» Referring expression data
* * * * * * *

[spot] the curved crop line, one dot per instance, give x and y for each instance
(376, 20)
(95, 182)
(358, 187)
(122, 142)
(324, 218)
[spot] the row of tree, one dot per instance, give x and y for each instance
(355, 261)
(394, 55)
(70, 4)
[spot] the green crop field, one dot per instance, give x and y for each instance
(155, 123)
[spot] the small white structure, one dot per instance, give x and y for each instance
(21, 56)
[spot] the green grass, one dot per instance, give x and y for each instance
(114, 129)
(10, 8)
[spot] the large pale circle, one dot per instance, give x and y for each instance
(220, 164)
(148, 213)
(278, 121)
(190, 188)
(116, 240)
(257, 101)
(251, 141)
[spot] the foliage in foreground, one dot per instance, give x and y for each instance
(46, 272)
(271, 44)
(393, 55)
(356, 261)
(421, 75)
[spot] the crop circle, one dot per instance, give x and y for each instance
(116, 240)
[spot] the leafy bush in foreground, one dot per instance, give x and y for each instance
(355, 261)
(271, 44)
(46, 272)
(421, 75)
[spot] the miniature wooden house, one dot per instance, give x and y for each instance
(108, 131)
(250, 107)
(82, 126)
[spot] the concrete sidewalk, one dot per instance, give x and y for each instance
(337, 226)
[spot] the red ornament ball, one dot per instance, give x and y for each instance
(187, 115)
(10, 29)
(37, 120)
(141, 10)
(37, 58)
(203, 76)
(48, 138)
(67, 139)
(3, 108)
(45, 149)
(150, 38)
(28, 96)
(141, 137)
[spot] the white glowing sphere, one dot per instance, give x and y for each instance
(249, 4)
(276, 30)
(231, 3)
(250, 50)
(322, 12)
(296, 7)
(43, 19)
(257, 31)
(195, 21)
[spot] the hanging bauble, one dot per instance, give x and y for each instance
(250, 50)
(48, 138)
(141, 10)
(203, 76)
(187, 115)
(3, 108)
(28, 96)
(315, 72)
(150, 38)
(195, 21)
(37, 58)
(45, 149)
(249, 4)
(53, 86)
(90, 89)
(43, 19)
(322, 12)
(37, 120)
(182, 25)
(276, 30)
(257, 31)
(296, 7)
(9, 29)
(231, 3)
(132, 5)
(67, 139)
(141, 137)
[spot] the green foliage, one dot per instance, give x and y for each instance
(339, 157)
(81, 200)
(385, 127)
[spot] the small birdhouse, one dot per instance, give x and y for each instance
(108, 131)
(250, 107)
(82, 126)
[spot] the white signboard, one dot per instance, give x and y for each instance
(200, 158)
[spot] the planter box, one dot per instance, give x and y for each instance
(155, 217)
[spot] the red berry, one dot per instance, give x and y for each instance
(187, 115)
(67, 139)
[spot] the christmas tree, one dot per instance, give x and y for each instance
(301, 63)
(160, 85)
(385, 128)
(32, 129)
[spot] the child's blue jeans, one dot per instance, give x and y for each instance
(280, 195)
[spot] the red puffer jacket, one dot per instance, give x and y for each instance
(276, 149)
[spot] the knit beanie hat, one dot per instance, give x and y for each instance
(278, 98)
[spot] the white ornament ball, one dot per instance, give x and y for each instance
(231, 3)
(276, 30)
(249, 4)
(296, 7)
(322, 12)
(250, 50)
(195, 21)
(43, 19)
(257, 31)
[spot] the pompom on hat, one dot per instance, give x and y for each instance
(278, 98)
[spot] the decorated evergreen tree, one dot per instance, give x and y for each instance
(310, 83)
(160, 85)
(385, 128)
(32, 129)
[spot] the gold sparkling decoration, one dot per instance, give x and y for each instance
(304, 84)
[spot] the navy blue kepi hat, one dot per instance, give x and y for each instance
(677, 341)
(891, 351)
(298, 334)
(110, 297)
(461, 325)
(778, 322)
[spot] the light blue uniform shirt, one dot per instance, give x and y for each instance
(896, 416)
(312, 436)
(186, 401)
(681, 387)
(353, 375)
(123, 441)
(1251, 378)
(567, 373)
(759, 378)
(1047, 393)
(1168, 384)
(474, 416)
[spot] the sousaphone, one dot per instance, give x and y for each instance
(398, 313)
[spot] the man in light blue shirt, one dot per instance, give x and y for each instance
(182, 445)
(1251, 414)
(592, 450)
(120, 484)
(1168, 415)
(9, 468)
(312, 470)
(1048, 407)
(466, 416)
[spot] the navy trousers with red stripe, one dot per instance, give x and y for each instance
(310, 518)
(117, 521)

* * * * * * *

» PROBLEM DESCRIPTION
Could you output each line above exactly as it was given?

» EXPECTED ANSWER
[spot] the curved crop line, one dot per instance, give x and y for each instance
(376, 20)
(95, 182)
(358, 187)
(122, 142)
(324, 218)
[spot] the row of tree, one dot per instance, give x and y for each instance
(355, 261)
(394, 55)
(70, 4)
[spot] the green crop field, one dot per instance, give x and y for each instance
(155, 123)
[spot] the small white structure, one dot per instance, give x and y for each instance
(21, 56)
[spot] the green grass, one dot per instance, give x and y for each instance
(114, 129)
(10, 8)
[spot] the large pale circle, one dot per instance, give x and y for each instance
(220, 164)
(148, 213)
(278, 121)
(190, 188)
(116, 240)
(257, 101)
(251, 141)
[spot] the foliage in foreground, one dot per instance, give x and y for each instance
(46, 272)
(271, 44)
(393, 55)
(356, 261)
(421, 75)
[spot] the crop circle, one dot per instance, give x and y for each instance
(116, 240)
[spot] the leafy bush in foreground, one dot per instance, give x and y for each instance
(355, 261)
(271, 44)
(46, 272)
(421, 75)
[spot] the miniature wooden house, one dot per instance, give x and y for each instance
(108, 131)
(250, 107)
(82, 126)
[spot] the concrete sidewalk, one dot per instance, give x and y for each instance
(337, 226)
[spot] the red ornament ball, one dot per instance, give x and y for each instance
(187, 115)
(10, 29)
(37, 120)
(141, 10)
(37, 58)
(203, 76)
(48, 138)
(67, 139)
(3, 108)
(45, 149)
(150, 38)
(28, 96)
(141, 137)
[spot] the white glowing sphere, one dot per instance, give x and y for each instance
(249, 4)
(276, 30)
(231, 3)
(250, 50)
(322, 12)
(296, 7)
(43, 19)
(257, 31)
(195, 21)
[spot] the hanging bauble, one dot per instance, give x and y for each instance
(250, 50)
(48, 138)
(141, 10)
(203, 76)
(187, 115)
(3, 108)
(28, 96)
(315, 72)
(150, 38)
(195, 21)
(37, 58)
(45, 149)
(249, 4)
(53, 86)
(90, 89)
(43, 19)
(322, 12)
(37, 120)
(182, 25)
(276, 30)
(257, 31)
(296, 7)
(9, 29)
(231, 3)
(132, 5)
(67, 139)
(141, 137)
[spot] the green foliage, one dot per instance, give x and y for each instance
(339, 157)
(81, 200)
(385, 127)
[spot] the small birdhouse, one dot per instance, give x and y for each instance
(108, 131)
(250, 107)
(82, 126)
[spot] the white signboard, one dot per instance, give x and y for each instance
(200, 158)
[spot] the planter box, one dot per instance, give x and y for each instance
(155, 217)
[spot] the red berry, one dot per instance, give x and y for each instance
(187, 115)
(67, 139)
[spot] the christmas tree, one dot per instance, give x and y for each instance
(301, 63)
(160, 85)
(385, 128)
(32, 129)
[spot] the child's blue jeans, one dot per instance, give x and y for each instance
(280, 195)
[spot] the red puffer jacket, one dot per instance, give x and y for each instance
(276, 149)
[spot] the knit beanie hat, one dot per instance, give x and y for each instance
(278, 98)
[spot] the white ornament ball, one dot per instance, give x and y for each instance
(231, 3)
(276, 30)
(249, 4)
(296, 7)
(322, 12)
(250, 50)
(195, 21)
(43, 19)
(257, 31)
[spot] the pompom on hat, one dot per instance, give x and y for each instance
(278, 98)
[spot] the decorated evergreen tree, one dot per instance, give x and y for each instance
(310, 83)
(160, 85)
(385, 128)
(32, 129)
[spot] the gold sparkling decoration, one dot per instance, give x and y for each instance
(304, 84)
[spot] the navy blue kepi hat, one dot per instance, give x and y for each instance
(677, 341)
(891, 351)
(298, 334)
(110, 297)
(461, 325)
(778, 322)
[spot] the light blue uniform shirt, one dot per instance, give x and y for each instance
(896, 416)
(312, 436)
(186, 401)
(681, 387)
(353, 375)
(123, 441)
(1251, 378)
(567, 373)
(759, 378)
(1047, 393)
(1168, 384)
(474, 416)
[spot] the sousaphone, one dot per instance, give x and y for each instance
(398, 313)
[spot] the man in light blue shirt, one dot per instance, give x and y for each instance
(182, 445)
(1251, 414)
(592, 450)
(120, 484)
(1168, 415)
(9, 468)
(312, 470)
(1048, 407)
(466, 416)
[spot] the navy trousers with red stripe, one dot per instance, give x and y for each instance
(310, 518)
(117, 521)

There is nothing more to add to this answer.